**Study text**:
Wednesday, April 25, 2007

What Love Does and Does Not Do




1 Corinthians 13:4-7

Love is patient and kind; love does not envy or boast; it is not arrogant or rude. It does not insist on its own way; it is not irritable or resentful; it does not rejoice at wrongdoing, but rejoices with the truth. Love bears all things, believes all things, hopes all things, endures all things.

What is Paul doing here? He says fifteen things about what love does and does not do. When you ponder the list, it is peculiar. If you come expecting a definition of love, it doesn’t work very well. Crucial things seem to be missing. Think about other places where the core of love is defined: John 15:13, “Greater love has no one than this, that someone lays down his life for his friends.” First John 4:10, “In this is love . . . that he loved us and sent his Son to be the propitiation for our sins.” Romans 5:8, “But God shows his love for us in that while we were still sinners, Christ died for us.” At the core of love is a self-sacrificing pursuit of the beloved’s greatest good. Love saves. Love rescues. Love helps. And it does so, if necessary, at cost to the lover.

But this core element of helping another person is not the stress in 1 Corinthians 13:4-7. When you try to group the fifteen elements into categories, there are two big ones: 1) statements about how love is durable and doesn’t give up, and 2) statements about how love is not proud. Thirteen of the fifteen elements seem to fit into these two categories. Of the remaining two elements, one comes close to the proactive helpfulness (as opposed to reactive patience), namely, “love is kind.” The other stresses that love rejoices when truth holds sway. So here is one way to categorize what love does and does not do.

Enduring (not fragile)

  • is patient (longsuffering)
  • bears all things
  • believes all things
  • hopes all things
  • endures all things

Humble (not proud)

  • not envious (or jealous)
  • not boastful (or proud)
  • not arrogant (or puffed up)
  • not rude (offending manners)
  • not insist on its own way (seeks not its own)
  • not irritable (not easily peeved)
  • not resentful (not keep an account of wrongs)
  • not rejoice at wrongdoing (not boast of licentious freedom)

Pro-kindness and truth

  • kind
  • rejoices with the truth (glad for the truth to advance)

What I conclude from this is that Paul is not trying to define love in the abstract. He is laying love as a grid over the messed up Corinthian church where he sees all these behaviors and says: Your attitudes and behaviors are not how love acts or feels. They were boasting in men (3:21). They were puffed up, even in wrongdoing (5:1-2). They were unwilling to suffer long and bear all things and so were taking each other to court (6:1-8). They were insisting on their own way in eating meat that caused others to stumble (8:11-12). They were acting in “rude” or unseemly ways not wearing the customary head-coverings (11:1-16). They were insisting on their own way as they ate their own meal at the Lord’s Supper without any regard to others (11:21-22). They were jealous and envious as they compared their spiritual gifts and thought that some where needed and others were not (12:21-22).

In other words, Paul is not defining love. He is applying love to the Corinthians’ situation and using it as the criterion for why some of their attitudes and behaviors are unacceptable.

But this is not less useful for us. The first category (endurance) says that wherever there is love there is pain—love suffers long (makrothumei) . . . endures all things, bears all things.” This is realism and therefore comforting. If two people, or two thousand people, are in a relationship of love, all will be hurt. And all will need to “suffer long” and endure and bear. It struck me as amazing that this was so prominent in Paul’s treatment of love.

Then even more penetrating is the major emphasis on pride. Is it not surprising that the opposite of love in 1 Corinthians 13 is not hate but pride. The main category of what love does not do is arrogance (boasting, seeking its own way). So we need to pray: O Lord, reveal and destroy the pride in our lives.

And of course, even though they are in a small category, the other two elements of love are huge: Be kind, and be happy about the prevailing of truth. Something we all need to keep our relationships warm and strong.

Shouldn’t we apply these love lessons to our lives, our marriage and all our relationships, as well? For the greatest of these is ….love.

**Entries shown**:
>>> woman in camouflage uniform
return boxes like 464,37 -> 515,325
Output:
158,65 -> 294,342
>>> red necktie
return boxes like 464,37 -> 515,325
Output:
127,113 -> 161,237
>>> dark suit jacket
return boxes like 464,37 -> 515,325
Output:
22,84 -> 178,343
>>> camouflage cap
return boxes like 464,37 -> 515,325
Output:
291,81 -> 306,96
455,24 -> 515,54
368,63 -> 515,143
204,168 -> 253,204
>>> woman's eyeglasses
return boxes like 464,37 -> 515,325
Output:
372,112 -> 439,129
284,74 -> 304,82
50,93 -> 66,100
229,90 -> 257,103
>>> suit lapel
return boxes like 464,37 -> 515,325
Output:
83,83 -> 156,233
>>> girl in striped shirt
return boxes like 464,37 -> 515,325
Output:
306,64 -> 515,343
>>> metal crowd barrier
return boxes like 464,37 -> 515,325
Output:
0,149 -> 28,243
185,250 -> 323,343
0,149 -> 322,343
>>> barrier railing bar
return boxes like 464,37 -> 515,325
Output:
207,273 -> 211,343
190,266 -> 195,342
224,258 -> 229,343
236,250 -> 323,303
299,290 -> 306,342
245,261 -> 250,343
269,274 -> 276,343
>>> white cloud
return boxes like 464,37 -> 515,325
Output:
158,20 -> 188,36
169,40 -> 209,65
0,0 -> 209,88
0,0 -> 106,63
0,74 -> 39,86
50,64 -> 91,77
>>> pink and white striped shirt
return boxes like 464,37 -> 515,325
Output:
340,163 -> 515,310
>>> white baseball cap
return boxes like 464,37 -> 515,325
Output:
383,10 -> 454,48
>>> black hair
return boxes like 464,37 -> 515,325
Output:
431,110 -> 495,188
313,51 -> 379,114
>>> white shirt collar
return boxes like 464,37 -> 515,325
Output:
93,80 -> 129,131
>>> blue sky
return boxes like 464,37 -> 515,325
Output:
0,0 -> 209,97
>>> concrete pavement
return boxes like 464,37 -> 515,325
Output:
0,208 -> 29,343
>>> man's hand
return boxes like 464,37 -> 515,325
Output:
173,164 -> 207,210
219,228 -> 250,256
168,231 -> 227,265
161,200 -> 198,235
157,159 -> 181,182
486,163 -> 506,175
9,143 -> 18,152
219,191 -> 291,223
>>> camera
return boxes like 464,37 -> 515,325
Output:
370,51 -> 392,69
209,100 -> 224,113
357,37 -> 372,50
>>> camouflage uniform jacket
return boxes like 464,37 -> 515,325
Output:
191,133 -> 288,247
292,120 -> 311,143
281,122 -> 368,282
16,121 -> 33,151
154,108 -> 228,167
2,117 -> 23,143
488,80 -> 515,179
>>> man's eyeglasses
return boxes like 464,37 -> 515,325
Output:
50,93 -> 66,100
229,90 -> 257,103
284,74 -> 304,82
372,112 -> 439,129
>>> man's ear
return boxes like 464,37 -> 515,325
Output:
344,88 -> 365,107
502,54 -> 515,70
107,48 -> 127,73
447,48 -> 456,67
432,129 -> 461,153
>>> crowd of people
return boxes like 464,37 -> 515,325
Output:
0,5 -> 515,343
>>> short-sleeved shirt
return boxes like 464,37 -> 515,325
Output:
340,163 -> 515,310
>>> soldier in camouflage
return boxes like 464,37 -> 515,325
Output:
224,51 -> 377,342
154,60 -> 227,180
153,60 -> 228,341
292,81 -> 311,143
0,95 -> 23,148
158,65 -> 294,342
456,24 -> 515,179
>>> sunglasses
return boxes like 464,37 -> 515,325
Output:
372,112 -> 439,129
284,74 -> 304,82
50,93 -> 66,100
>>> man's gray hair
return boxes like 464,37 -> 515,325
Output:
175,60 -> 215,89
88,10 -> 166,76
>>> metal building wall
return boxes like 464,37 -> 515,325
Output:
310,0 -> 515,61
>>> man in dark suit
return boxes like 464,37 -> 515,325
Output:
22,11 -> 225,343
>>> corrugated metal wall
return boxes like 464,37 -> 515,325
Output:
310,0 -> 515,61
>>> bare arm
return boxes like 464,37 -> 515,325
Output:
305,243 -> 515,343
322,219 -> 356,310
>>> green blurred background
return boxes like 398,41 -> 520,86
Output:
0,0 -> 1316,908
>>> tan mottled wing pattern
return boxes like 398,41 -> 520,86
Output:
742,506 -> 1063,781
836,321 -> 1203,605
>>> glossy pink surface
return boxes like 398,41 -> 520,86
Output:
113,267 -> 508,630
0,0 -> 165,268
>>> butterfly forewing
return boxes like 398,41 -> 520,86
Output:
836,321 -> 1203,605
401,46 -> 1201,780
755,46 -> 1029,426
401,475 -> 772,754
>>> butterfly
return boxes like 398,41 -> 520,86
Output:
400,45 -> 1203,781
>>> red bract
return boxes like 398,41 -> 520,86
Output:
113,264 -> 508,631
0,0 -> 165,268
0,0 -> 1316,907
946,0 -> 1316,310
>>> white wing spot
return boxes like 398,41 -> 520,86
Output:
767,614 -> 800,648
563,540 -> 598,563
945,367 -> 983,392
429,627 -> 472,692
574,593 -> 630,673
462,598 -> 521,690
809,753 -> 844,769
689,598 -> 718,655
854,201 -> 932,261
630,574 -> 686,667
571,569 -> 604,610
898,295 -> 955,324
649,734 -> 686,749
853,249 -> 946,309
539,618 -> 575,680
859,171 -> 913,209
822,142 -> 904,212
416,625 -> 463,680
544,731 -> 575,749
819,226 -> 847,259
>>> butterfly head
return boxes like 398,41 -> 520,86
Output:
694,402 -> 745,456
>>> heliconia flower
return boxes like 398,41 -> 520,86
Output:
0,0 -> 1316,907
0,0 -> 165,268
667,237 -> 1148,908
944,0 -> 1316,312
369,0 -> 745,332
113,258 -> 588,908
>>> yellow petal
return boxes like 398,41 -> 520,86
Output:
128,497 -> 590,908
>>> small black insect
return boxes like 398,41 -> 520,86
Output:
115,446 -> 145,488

**Task instructions**:
For each statement below, decide whether it agrees with the text on 1 Corinthians 13:4-7 and answer yes or no. Support each answer with the deciding words of that text, quoted exactly.
(a) Most of the fifteen things Paul says about love fit into two big categories.
(b) The opposite of love in 1 Corinthians 13 is hate.
(c) Paul is trying to define love in the abstract.

**Written response**:
(a) Yes: "Thirteen of the fifteen elements seem to fit into these two categories."
(b) No: "the opposite of love in 1 Corinthians 13 is not hate but pride."
(c) No: "Paul is not trying to define love in the abstract."